#### MATERIAL PROVIDED
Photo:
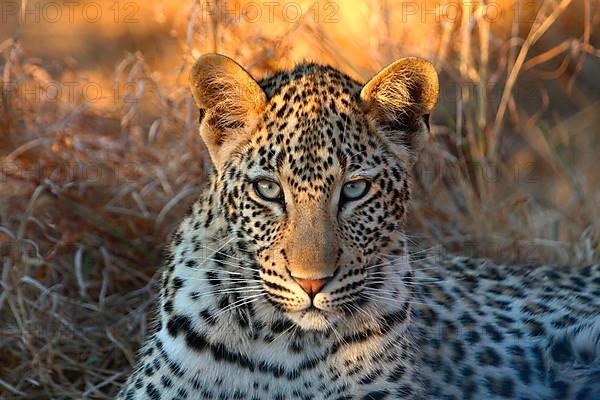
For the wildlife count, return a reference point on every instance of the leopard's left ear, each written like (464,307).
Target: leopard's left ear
(398,101)
(230,103)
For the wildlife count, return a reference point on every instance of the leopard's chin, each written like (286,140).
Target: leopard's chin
(314,319)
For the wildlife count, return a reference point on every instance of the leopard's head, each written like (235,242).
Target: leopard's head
(312,176)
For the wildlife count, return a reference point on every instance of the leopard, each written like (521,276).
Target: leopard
(291,277)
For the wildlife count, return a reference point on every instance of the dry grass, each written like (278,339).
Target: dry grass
(89,191)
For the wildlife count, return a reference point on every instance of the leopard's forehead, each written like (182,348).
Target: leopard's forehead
(313,129)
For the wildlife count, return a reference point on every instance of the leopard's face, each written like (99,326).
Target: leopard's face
(316,195)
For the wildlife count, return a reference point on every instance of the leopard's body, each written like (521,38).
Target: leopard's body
(235,321)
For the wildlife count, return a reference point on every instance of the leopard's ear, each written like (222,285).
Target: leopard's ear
(398,101)
(230,103)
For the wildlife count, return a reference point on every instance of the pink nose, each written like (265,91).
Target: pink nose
(311,286)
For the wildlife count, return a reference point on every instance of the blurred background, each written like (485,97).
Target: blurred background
(100,157)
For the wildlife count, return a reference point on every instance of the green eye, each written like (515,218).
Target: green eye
(354,190)
(268,190)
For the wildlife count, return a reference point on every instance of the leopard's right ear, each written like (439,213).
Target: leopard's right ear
(230,103)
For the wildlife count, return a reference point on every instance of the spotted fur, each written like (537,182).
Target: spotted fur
(233,322)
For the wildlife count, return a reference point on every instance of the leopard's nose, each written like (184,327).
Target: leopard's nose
(311,286)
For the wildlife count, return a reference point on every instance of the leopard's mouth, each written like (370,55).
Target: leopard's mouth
(313,318)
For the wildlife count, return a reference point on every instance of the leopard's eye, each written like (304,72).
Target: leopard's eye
(354,190)
(268,190)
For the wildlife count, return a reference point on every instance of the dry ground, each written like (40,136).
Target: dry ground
(100,156)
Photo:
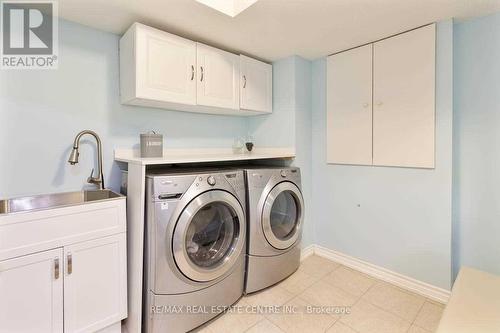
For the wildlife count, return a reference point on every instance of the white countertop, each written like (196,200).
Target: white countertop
(190,155)
(474,305)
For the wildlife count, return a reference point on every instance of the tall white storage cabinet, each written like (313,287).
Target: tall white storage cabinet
(218,78)
(31,288)
(349,122)
(256,85)
(404,98)
(381,102)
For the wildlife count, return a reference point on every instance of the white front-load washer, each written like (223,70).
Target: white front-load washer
(195,239)
(275,214)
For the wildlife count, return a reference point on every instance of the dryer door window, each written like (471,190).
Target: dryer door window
(282,215)
(209,236)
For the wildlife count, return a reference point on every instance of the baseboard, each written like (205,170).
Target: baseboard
(400,280)
(306,252)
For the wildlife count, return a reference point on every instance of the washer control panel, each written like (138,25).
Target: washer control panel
(211,180)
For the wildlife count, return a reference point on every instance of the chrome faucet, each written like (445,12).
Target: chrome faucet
(73,158)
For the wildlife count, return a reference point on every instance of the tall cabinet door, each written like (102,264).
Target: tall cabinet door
(95,284)
(404,92)
(256,85)
(31,293)
(166,66)
(218,78)
(349,107)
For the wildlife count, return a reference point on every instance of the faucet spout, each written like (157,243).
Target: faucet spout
(73,158)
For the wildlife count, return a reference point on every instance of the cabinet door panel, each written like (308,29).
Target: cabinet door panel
(256,84)
(31,294)
(404,98)
(166,66)
(218,78)
(95,284)
(349,107)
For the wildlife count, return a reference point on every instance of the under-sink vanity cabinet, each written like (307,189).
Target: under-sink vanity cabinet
(162,70)
(31,293)
(64,268)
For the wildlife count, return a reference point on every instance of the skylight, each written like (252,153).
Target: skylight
(228,7)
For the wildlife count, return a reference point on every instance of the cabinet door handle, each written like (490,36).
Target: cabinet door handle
(56,268)
(70,263)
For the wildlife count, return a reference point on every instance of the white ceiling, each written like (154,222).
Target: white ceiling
(273,29)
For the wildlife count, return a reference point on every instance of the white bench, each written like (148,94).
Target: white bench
(474,305)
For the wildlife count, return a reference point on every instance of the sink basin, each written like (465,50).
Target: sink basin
(46,201)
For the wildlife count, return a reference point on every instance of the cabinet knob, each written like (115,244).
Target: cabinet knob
(70,264)
(56,268)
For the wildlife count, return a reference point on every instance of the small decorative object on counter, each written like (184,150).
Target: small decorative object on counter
(249,144)
(151,145)
(238,146)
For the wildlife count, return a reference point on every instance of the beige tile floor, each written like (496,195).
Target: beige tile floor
(373,305)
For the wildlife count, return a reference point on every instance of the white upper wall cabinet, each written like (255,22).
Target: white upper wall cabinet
(381,102)
(404,99)
(256,85)
(349,100)
(218,78)
(164,66)
(161,70)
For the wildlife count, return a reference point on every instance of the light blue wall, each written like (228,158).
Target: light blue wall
(476,194)
(303,140)
(41,112)
(278,128)
(290,124)
(396,218)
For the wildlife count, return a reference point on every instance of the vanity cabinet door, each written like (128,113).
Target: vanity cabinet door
(256,85)
(95,294)
(31,293)
(218,78)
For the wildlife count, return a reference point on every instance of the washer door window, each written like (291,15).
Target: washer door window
(209,236)
(282,215)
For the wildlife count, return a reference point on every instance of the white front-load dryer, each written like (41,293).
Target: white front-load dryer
(275,209)
(195,255)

#### EXERCISE
Leave out the pictures and return every record word for word.

#### FULL OUTPUT
Photo:
For the wildlife count, return a reference point on every instance of the leopard's left ear, each written like (464,307).
Target: leopard's left ear
(398,101)
(230,103)
For the wildlife count, return a reference point on every instance of the leopard's chin, each written like (286,140).
Target: leopard's chin
(314,319)
For the wildlife count, return a reference point on every instance of the leopard's head, each written like (235,242).
Target: leopard's head
(312,176)
For the wildlife count, return a reference point on every instance of the leopard, each written like (521,276).
Target: leopard
(291,277)
For the wildlife count, return a reference point on every instance of the dry grass, each written like (278,339).
Target: dry grass
(89,191)
For the wildlife count, return a reference point on every instance of the leopard's forehead, each written like (182,348).
Target: leopard's forehead
(313,129)
For the wildlife count, return a reference point on every instance of the leopard's face, each written like (99,326).
Target: leopard's face
(316,195)
For the wildlife count, return a reference point on every instance of the leopard's body, each written like (521,38).
Target: leopard's body
(235,321)
For the wildlife count, return a reference point on every instance of the leopard's ear, each written like (222,285).
Target: leopard's ear
(398,101)
(230,103)
For the wildlife count, return a reference point on every instance of the pink nose, each written like (265,91).
Target: pink nose
(311,286)
For the wildlife count, return a reference point on every instance of the blurred background, each written like (485,97).
Target: blurred background
(100,157)
For the wildlife count, return a reference point on every instance of the green eye, each written like (515,218).
Target: green eye
(354,190)
(268,190)
For the wildlife count, return a reference point on every instance of the leopard's right ear, each written like (439,213).
Target: leopard's right ear
(230,103)
For the wildlife count, return a reference point on every instance of the spotted fur, each written like (537,182).
Target: spotted fur
(233,322)
For the wildlife count, return a reference point on every instance of the leopard's nose, each written like (184,327).
Target: leopard's nose
(311,286)
For the wildlife count, return a reference point on every instance of the leopard's mouth, each written like (370,55).
Target: leopard's mouth
(313,318)
For the wildlife count, return a reference point on every instance of the leopard's eye, each written like (304,72).
Target: leopard's eye
(354,190)
(268,190)
For the wildlife count, return a reference point on every instance of the dry ground, each written like (40,136).
Target: dry ground
(100,156)
Photo:
For the wildlife count, return a reference point on every instance of the white countertop, each written like (196,200).
Target: white countertop
(190,155)
(474,305)
For the wildlife count, return a reference point on every instance of the tall white storage cabinet, each written like (313,287).
Target: tall white storage cabinet
(218,78)
(31,288)
(349,122)
(256,85)
(404,98)
(381,102)
For the wildlife count, return a reference point on every instance of the white front-load washer, each written like (223,70).
Target: white front-load washer
(195,239)
(275,214)
For the wildlife count, return a reference point on every instance of the dryer door window, each written like (471,190).
Target: dryer door window
(282,215)
(209,236)
For the wildlife count, return a reference point on every instance of the baseboard, each written like (205,170).
Target: baseboard
(400,280)
(306,252)
For the wildlife count, return a reference point on every instance of the washer control panel, each written like (138,25).
Target: washer control panel
(211,180)
For the wildlife count, return a reference point on every instance of the chrome faucet, each written like (445,12).
Target: chrome faucet
(73,158)
For the wildlife count, return a reference point on every instance of the tall cabinet door, each written like (102,264).
Target: tall cabinet door
(95,284)
(404,92)
(256,85)
(31,293)
(166,66)
(218,78)
(349,107)
For the wildlife count, return a reference point on every instance of the faucet spout, each written like (157,243).
Target: faucet spout
(73,158)
For the wildlife count, return a reference point on every instance of the cabinet door panel, each written like (308,29).
Target: cabinet door panel
(256,84)
(31,294)
(404,98)
(166,66)
(218,78)
(95,284)
(349,107)
For the wildlife count, return a reference point on every instance of the under-sink vanity cabinet, each written like (307,189).
Target: under-sink vanity cabinet
(162,70)
(31,293)
(64,268)
For the wildlife count, return a reference point on every instance of the skylight, each written like (252,153).
Target: skylight
(228,7)
For the wildlife count, return a reference point on every instance of the cabinet door handle, each written like (490,36).
Target: cabinet door handle
(56,268)
(70,263)
For the wildlife count, return a reference point on every instance of the white ceiling, each written like (154,222).
Target: white ceiling
(273,29)
For the wildlife count, return a reference point on every instance of the white bench, each written like (148,94).
Target: white bench
(474,305)
For the wildlife count, return a reference point on every instance of the sink basin, each written like (465,50).
Target: sink basin
(46,201)
For the wildlife count, return a reference point on every instance of the cabinet knob, each written like (115,244).
Target: cabinet knob
(70,264)
(56,268)
For the wildlife count, return a reference point on every instance of the small decorative object on counter, each written like (184,150).
Target: small decorative object on counter
(249,144)
(151,145)
(238,146)
For the wildlife count, return a reference point on every instance of the beige tile floor, each written like (496,195).
Target: beige tile floor
(373,305)
For the wildlife count, return a reference point on every instance of the white upper wall cabinet, each written like (255,22).
Target: white upper wall cabinet
(381,102)
(404,99)
(256,85)
(349,100)
(218,78)
(164,66)
(161,70)
For the wildlife count, return a reference point on every instance of the light blue wall, each written like (228,158).
Target: light blue wall
(476,194)
(303,140)
(41,112)
(278,128)
(290,124)
(396,218)
For the wildlife count, return a reference point on every instance of the vanity cabinet door, each written like (128,113).
Target: vanity cabinet door
(256,85)
(95,294)
(31,293)
(218,78)
For the wildlife count, return a reference point on every instance of the washer door window, each written like (291,15).
Target: washer door window
(209,236)
(282,215)
For the wildlife count, return a reference point on every instance of the white front-load dryer, each written like (41,293).
Target: white front-load dryer
(275,209)
(195,255)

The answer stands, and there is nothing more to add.